## WRITTEN TASK
The required output is the exact sequence of lines from the line holding "vegetable in the photo above." to the end of the records, inclusive.

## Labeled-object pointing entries
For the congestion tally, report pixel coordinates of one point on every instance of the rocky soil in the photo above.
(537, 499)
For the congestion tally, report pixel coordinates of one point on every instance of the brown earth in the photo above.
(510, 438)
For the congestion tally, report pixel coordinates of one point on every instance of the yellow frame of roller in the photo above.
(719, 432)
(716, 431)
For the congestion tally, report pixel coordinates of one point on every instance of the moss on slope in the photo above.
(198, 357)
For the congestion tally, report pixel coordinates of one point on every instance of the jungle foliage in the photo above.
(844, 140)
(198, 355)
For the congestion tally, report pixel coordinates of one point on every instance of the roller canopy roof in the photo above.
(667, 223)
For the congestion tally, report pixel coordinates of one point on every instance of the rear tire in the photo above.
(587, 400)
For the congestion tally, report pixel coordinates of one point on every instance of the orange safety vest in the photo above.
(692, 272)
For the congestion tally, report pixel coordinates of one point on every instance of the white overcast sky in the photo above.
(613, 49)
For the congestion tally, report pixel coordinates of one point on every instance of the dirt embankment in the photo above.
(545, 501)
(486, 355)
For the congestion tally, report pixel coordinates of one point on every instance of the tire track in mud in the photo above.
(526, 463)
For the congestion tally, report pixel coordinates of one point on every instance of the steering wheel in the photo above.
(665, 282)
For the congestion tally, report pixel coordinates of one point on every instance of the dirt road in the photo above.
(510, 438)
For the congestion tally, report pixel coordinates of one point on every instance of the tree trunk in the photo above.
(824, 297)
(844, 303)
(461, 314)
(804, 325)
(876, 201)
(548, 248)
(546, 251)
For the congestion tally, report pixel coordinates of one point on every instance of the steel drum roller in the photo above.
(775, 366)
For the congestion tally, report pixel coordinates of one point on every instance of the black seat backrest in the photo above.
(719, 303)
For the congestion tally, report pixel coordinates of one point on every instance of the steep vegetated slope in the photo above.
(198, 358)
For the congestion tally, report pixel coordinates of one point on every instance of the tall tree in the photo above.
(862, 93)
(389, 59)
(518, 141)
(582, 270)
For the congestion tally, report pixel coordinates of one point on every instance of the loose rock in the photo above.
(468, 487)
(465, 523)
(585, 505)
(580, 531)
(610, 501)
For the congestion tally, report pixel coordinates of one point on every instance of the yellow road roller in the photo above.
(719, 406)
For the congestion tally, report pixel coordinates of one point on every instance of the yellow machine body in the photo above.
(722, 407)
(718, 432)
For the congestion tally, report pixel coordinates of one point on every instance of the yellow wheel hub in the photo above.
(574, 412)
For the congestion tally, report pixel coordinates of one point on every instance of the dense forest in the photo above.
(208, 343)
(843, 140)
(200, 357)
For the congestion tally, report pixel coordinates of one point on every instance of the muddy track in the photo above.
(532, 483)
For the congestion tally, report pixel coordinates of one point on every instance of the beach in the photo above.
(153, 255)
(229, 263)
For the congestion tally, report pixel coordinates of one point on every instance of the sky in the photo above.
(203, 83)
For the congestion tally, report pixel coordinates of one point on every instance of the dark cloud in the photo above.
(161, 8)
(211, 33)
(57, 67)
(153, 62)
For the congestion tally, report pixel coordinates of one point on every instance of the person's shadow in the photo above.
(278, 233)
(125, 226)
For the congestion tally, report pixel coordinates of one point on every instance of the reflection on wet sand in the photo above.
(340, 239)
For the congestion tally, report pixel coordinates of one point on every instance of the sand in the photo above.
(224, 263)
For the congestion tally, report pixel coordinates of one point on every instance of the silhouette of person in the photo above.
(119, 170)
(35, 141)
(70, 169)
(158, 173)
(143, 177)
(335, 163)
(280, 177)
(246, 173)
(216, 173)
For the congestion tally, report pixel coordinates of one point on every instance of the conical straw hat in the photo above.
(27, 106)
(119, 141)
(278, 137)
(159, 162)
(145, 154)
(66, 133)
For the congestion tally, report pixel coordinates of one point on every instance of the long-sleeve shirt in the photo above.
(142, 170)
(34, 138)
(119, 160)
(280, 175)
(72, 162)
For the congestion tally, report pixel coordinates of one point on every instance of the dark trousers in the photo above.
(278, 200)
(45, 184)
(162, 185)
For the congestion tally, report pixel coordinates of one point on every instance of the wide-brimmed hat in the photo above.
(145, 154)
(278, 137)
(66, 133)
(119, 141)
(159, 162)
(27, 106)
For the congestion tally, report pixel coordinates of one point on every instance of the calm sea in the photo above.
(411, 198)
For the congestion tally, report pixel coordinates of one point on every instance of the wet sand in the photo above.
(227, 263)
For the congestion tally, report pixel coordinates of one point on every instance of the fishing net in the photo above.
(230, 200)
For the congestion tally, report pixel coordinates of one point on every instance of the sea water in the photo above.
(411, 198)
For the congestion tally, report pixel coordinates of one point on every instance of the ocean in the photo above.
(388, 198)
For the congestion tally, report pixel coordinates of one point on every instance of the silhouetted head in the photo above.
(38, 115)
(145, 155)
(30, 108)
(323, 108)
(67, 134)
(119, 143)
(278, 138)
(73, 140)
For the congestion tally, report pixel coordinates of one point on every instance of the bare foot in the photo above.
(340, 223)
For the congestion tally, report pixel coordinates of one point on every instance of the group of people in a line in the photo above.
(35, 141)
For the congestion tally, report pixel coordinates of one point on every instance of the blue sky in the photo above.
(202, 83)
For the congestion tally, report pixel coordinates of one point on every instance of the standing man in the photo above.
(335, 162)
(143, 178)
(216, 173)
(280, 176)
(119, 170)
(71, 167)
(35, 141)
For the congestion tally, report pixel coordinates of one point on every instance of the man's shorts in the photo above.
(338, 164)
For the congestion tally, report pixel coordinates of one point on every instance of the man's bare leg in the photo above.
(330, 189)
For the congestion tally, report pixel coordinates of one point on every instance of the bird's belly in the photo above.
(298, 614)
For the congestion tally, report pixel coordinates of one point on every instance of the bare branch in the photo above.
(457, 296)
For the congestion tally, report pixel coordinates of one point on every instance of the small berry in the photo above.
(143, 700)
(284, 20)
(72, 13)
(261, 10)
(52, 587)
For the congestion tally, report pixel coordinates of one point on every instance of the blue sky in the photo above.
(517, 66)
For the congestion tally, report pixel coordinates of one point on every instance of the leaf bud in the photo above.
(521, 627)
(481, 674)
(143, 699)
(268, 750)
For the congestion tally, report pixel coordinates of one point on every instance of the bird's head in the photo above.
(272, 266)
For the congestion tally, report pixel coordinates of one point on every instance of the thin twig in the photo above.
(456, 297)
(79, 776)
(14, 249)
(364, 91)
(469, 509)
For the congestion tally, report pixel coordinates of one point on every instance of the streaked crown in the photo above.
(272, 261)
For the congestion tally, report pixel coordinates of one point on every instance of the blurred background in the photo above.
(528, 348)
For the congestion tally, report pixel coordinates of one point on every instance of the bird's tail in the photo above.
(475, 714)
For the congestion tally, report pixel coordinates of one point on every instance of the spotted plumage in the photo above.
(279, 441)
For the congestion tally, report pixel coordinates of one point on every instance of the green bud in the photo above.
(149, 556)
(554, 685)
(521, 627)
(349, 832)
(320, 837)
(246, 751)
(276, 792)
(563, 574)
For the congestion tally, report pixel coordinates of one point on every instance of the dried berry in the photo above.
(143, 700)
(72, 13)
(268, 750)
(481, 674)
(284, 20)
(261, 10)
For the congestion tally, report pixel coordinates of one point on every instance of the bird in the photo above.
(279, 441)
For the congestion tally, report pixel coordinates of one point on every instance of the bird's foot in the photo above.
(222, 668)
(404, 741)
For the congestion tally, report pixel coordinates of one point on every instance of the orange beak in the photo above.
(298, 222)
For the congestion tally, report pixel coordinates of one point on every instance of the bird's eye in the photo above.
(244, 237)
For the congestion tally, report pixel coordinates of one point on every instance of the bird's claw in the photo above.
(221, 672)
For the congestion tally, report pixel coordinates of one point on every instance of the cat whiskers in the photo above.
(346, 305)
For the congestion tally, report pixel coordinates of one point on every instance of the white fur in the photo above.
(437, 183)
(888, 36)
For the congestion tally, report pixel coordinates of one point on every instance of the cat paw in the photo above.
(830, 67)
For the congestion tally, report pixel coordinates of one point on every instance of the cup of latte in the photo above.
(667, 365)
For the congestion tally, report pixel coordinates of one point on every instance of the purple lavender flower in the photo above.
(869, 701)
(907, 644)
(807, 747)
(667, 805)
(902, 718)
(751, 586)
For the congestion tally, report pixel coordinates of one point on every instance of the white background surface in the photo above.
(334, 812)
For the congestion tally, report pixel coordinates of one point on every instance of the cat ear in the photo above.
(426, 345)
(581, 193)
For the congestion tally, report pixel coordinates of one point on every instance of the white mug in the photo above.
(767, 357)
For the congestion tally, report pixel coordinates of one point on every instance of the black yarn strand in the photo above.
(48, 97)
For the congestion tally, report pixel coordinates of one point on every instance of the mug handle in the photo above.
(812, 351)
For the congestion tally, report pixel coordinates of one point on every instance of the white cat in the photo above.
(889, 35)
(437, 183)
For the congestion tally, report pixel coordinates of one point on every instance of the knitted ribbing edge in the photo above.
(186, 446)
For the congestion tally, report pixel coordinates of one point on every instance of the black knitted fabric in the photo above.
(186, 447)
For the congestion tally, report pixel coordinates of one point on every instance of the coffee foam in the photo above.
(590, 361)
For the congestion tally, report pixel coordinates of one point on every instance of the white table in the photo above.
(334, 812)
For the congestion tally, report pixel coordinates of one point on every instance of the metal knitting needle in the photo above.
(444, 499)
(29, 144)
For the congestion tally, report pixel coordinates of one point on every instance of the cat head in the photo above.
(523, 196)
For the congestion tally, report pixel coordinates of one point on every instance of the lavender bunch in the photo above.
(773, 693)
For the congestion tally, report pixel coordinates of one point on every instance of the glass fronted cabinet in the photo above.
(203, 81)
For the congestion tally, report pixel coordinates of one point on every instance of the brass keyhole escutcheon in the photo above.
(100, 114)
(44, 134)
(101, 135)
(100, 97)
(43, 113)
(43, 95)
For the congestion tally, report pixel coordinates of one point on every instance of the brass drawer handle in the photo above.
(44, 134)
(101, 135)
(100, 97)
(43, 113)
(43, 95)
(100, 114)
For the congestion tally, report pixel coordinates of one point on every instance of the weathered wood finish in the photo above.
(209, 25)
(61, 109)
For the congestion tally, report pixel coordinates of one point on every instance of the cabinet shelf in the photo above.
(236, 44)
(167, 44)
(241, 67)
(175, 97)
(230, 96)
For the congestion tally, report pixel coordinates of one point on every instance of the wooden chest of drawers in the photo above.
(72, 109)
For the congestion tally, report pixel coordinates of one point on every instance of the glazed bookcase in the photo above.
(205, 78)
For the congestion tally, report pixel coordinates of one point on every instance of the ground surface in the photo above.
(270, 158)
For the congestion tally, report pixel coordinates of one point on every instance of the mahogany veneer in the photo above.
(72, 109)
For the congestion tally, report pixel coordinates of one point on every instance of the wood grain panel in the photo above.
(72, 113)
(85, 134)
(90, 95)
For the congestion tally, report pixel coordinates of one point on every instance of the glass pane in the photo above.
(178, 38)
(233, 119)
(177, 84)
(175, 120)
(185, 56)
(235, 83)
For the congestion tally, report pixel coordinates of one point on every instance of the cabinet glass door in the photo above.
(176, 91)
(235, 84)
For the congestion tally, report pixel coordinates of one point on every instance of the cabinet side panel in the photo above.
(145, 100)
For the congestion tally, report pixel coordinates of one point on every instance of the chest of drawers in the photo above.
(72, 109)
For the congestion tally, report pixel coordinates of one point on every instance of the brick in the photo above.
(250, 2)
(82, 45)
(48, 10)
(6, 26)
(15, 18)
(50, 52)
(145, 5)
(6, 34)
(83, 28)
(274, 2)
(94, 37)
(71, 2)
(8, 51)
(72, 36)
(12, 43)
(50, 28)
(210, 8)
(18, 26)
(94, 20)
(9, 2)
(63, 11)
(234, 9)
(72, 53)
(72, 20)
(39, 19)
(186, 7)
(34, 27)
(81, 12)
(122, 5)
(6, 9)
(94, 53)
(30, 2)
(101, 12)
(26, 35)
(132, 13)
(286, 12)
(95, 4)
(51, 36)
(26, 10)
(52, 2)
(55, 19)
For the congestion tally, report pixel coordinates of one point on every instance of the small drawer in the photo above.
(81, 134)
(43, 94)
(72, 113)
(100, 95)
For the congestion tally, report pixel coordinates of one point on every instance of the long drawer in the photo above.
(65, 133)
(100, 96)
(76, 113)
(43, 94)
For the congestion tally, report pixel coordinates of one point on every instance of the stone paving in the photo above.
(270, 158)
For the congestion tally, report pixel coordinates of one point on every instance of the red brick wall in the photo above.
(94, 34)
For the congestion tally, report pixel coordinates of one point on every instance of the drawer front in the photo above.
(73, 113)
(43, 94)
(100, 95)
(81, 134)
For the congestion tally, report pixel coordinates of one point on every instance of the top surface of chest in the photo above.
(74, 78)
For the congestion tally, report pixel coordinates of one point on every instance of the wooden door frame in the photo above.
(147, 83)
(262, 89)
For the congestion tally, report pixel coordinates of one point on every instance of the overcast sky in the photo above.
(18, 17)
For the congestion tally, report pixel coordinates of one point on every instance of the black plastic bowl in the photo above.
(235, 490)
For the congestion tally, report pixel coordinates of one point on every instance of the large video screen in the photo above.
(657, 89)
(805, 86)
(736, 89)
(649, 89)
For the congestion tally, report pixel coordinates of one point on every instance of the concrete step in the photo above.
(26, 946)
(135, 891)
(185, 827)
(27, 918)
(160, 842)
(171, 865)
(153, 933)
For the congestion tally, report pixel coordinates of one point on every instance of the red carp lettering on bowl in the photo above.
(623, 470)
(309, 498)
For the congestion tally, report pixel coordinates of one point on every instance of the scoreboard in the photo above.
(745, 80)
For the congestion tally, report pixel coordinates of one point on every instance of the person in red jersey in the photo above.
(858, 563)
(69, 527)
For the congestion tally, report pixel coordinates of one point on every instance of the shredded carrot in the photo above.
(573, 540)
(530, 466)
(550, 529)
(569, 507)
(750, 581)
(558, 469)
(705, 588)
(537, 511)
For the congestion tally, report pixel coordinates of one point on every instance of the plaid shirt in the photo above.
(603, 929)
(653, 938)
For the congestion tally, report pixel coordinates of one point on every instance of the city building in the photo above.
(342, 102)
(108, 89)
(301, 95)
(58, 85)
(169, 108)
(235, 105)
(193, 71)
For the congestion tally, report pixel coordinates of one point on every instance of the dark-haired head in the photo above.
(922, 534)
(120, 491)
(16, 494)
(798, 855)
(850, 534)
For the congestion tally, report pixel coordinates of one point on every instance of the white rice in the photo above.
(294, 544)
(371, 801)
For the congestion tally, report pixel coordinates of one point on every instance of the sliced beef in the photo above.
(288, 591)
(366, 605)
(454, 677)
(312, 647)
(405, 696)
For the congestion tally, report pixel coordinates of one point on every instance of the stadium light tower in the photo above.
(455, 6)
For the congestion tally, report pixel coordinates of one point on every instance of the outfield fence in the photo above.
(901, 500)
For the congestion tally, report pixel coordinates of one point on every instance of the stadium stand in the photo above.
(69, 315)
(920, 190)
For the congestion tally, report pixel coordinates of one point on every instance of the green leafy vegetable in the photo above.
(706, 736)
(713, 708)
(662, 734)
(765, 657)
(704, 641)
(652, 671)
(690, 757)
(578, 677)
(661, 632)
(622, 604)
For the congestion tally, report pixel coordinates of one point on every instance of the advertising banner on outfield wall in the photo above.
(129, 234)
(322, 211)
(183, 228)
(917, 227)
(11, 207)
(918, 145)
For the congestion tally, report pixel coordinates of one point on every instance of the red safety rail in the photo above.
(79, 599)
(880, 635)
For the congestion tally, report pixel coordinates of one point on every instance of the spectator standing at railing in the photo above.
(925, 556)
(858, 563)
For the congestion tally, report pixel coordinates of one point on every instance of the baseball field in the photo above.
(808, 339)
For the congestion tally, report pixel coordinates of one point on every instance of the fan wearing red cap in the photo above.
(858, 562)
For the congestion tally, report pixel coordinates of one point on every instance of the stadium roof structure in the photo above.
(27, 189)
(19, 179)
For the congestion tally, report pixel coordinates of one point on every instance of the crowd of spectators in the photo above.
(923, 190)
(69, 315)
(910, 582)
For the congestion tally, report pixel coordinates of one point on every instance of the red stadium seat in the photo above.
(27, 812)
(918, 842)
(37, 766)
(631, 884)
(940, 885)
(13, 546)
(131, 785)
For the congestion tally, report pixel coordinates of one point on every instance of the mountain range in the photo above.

## TASK ANSWER
For the congestion tally, report pixel coordinates of one point on every instance of the green leafy vegetable in the photo above.
(706, 736)
(713, 708)
(662, 734)
(765, 657)
(704, 641)
(652, 671)
(690, 757)
(578, 677)
(661, 632)
(622, 604)
For the congestion tally, report pixel coordinates of one point on every instance of the advertising banner on outfield wall in the photo above.
(129, 234)
(322, 211)
(183, 228)
(917, 227)
(11, 207)
(918, 145)
For the congestion tally, report pixel coordinates of one point on every instance of the red safety rail in the photo above.
(79, 599)
(880, 635)
For the congestion tally, report pixel coordinates of one point on every instance of the spectator standing at railing in the photo above.
(925, 556)
(858, 563)
For the congestion tally, report pixel coordinates of one point on every instance of the baseball field in the photo above.
(808, 339)
For the congestion tally, report pixel coordinates of one point on every instance of the fan wearing red cap in the photo above.
(858, 562)
For the congestion tally, report pixel coordinates of one point on every instance of the stadium roof structure in the photo above.
(27, 189)
(19, 179)
For the congestion tally, report pixel coordinates of one point on every instance of the crowd of spectators in the photo above.
(923, 190)
(69, 315)
(910, 582)
For the congestion tally, report pixel coordinates of one point on every instance of the red stadium seat in the photo above.
(27, 812)
(918, 842)
(37, 766)
(631, 884)
(940, 885)
(13, 546)
(131, 785)
For the congestion tally, report pixel coordinates of one point on every instance of the mountain range in the photo above.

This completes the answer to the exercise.